» Given records
((
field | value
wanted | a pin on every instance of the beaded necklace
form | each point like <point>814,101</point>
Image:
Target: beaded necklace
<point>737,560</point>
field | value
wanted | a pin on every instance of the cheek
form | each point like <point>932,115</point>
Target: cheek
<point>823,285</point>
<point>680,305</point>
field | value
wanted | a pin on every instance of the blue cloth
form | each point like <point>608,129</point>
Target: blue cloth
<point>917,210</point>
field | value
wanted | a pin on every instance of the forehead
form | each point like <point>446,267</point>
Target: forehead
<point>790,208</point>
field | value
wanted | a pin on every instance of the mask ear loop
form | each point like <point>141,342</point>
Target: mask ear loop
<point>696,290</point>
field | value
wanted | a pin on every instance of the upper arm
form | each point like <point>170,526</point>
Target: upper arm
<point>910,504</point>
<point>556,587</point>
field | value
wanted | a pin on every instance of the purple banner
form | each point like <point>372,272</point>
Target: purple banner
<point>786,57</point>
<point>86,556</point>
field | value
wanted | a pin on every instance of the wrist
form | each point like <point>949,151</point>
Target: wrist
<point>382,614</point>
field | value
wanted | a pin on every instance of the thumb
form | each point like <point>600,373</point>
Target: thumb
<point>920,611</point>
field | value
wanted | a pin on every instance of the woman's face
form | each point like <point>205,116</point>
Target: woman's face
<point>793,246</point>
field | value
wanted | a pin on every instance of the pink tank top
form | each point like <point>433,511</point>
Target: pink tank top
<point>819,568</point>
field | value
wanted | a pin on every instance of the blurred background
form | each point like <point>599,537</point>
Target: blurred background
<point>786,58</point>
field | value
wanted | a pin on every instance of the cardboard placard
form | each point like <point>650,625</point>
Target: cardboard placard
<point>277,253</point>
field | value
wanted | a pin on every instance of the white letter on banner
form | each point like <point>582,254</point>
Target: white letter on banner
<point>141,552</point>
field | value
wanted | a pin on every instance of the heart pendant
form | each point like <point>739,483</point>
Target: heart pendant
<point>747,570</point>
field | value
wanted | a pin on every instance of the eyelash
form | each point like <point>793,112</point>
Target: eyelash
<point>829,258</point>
))
» Problem statement
Beginning with the line containing "Target: upper arm" and ending with the line containing "wanted | a pin on every instance of the pink", extract those lines exactly from the listing above, and only those.

» Response
Target: upper arm
<point>910,504</point>
<point>556,587</point>
field | value
wanted | a pin on every instance of the purple banner
form | each point like <point>372,272</point>
Target: purple banner
<point>786,57</point>
<point>86,556</point>
field | value
wanted | a pin on every instance of the wrist
form | each point like <point>949,151</point>
Target: wrist
<point>382,614</point>
field | value
wanted | a pin on every instance of the thumb
form | each point like <point>600,373</point>
Target: thumb
<point>920,611</point>
field | value
wanted | a pin on every instance of the woman's face
form | each point like <point>205,116</point>
Target: woman's face
<point>793,246</point>
field | value
wanted | a pin on every instance of the pink tank top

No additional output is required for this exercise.